▶ [Reading passage]
The falsifiability criterion carries an important implication: what C. S. Peirce called "falliblism:" namely, that for any assertion (including all scientific assertions) to be meaningful, it must be logically possible for the assertion to be proven wrong. And if a meaningful assertion must be falsifiable, then no meaningful assertion is absolute.

But the difference between practical certainty and logical certainty (absolute) can at times be so infinitesimal, that it can be ignored.

For example, consider this generalization: "decapitation is always fatal." (Falsification: the old English "Ballad of Ann Boleyn:" "With 'er 'ed underneath 'er arm, she walks the bloody Tower.") We know what it would be like for the assertion to be false and all future decapitations can not be included in the "always," but I would stake my own life on it's being true -- on my never encountering some bloke walking around with his severed head underneath his arm.

The "practically certain" truth of thousands of scientific laws is confirmed daily through the successful operation of technology. If Ohm's Law were different by one percent from what it is known to be, this computer would not boot up. If Newton's Laws of motion or Kepler's Laws of celestial mechanics were wrong by a fraction of one percent, the Apollo missions would have failed, and synchronous orbit communications satellites could not be put in place. Engineers and inventors routinely assume these thousands of natural laws which, were they any different, would result in their gadgets not working.

Now that's a kind of "pragmatic warranted assertability" that John Dewey would endorse. It's one thing to talk in high abstractions about "falliblism" and the rejection of absolutism, but quite another when bring it all down to the raw specifics of ordinary experience. There we might find that possibility of falsifying some scientific laws as 0.0001%. I see no reason for not calling such a law "certain."

Excerpts of pointing data:
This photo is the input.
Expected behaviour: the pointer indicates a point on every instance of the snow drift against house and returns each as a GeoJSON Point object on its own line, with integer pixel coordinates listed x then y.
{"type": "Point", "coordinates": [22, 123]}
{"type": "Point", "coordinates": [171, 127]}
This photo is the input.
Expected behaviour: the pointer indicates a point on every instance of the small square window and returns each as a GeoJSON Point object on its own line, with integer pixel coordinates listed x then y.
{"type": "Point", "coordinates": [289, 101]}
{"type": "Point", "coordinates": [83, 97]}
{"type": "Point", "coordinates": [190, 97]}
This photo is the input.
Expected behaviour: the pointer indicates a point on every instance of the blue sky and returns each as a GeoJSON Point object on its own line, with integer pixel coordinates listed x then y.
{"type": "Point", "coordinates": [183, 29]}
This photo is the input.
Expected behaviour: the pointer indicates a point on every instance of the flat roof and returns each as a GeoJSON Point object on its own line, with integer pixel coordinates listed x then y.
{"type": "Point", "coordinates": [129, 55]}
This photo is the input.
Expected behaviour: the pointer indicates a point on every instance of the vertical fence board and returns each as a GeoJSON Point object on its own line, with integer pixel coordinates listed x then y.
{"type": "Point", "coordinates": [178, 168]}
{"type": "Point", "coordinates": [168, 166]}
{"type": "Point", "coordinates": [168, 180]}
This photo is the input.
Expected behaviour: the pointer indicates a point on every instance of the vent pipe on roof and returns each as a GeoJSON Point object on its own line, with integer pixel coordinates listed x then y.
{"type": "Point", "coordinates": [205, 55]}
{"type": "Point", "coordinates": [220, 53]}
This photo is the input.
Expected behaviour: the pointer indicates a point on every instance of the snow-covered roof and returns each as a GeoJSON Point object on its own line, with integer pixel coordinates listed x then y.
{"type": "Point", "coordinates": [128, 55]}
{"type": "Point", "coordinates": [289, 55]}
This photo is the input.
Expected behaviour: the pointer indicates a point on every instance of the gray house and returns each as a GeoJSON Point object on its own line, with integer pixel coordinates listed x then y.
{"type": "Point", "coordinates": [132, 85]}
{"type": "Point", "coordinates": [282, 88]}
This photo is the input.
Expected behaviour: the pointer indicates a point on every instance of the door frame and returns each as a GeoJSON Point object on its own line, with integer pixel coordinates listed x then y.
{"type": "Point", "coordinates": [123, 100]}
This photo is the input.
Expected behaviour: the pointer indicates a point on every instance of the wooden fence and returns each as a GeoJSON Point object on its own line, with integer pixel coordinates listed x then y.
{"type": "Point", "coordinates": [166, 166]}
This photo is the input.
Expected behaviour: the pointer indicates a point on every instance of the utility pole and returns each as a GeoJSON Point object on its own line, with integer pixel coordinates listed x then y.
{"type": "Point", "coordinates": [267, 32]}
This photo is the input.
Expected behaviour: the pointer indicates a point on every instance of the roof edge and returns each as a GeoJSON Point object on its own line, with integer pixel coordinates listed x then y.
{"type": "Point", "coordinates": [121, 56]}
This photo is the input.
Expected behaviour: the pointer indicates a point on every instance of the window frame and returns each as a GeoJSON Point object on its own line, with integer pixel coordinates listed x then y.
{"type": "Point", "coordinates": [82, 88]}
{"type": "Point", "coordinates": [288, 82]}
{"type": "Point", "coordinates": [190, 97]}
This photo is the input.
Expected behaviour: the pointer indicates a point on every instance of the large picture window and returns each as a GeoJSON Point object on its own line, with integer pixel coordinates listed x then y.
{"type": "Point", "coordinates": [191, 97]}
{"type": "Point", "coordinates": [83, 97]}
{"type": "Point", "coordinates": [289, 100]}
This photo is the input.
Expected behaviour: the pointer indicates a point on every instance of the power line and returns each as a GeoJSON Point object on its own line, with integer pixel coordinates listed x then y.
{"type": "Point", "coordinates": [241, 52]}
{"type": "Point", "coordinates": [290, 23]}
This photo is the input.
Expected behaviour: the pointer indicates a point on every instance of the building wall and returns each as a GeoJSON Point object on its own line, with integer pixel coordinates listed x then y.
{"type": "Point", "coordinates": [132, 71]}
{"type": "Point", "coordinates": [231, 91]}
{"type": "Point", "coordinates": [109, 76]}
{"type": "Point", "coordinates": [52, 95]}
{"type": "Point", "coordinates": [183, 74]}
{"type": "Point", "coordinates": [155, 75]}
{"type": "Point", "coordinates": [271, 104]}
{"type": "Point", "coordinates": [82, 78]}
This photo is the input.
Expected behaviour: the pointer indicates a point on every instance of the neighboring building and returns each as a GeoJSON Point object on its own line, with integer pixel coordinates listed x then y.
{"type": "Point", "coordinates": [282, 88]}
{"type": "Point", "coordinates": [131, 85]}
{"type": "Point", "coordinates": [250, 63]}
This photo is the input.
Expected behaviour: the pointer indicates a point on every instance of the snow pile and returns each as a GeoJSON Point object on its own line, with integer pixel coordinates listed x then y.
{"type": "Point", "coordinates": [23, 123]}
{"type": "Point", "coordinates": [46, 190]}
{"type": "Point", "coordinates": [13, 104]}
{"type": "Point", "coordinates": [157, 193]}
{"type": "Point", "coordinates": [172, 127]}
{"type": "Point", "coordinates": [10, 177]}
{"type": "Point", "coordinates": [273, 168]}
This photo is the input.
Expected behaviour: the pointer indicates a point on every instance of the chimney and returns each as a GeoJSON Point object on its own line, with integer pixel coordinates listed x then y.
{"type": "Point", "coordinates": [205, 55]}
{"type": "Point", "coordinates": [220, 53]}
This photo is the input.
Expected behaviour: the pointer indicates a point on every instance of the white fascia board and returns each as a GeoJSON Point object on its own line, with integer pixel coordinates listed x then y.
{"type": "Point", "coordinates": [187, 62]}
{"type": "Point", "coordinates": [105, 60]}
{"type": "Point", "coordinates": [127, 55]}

▶ [To-do list]
a) In the falsifiability passage, what change to Ohm's Law would keep this computer from booting up?
b) Decide whether each statement agrees with the falsifiability passage, answering yes or no and quoting the words that settle it: (i) C. S. Peirce gave the name "falliblism" to an implication of the falsifiability criterion. (ii) The writer would not stake his or her own life on decapitation always being fatal. (iii) The writer sees a reason not to call a law "certain" when the possibility of falsifying it is 0.0001%.
c) Please carry the falsifiability passage forward, starting after its final sentence.
This material is separate from the falsifiability passage and unrelated to it.

▶ [Responses to the exercise]
a) Ohm's Law being different by one percent from what it is known to be.

b)
(i) Yes: 'what C. S. Peirce called "falliblism:"'
(ii) No: "I would stake my own life on it's being true"
(iii) No: 'I see no reason for not calling such a law "certain."'

c)
Yet post modernists, as I understand them (or at least some of their naive camp-followers), are quite content to proclaim that science is just another belief system, no better or worse than any of the others. Cf. the ongoing debate over global warming.

Well, I beg to differ: Science is not "just another dogma," as I argue in my essay, "Is Science Just Another Dogma? (See especially the section "Scientific Assertions are Fallible and Falsifiable")

Now much of PoMo's subjectivism and relativism ("the meaning of the text is its interpretation, nothing more") has merit regarding such non-scientific endeavors as literary criticism, metaphysics, ethics, economics, etc. But to extend this subjectivism and relativism to the "hard sciences" seems to me to be a clear commission of the fallacy of false generalization.

To quote the late physicist Richard Feynman, "reality must take precedence over public relations, for nature can not be fooled." Well, today public relations is taking precedence over reality. And no amount of corporate PR, media control, and political bribery can add a single drop of petroleum in the ground to forestall "peak oil," nor can it alter the laws of atmospheric physics and chemistry which foretell catastrophe if we fail to heed our scientists and change our policies.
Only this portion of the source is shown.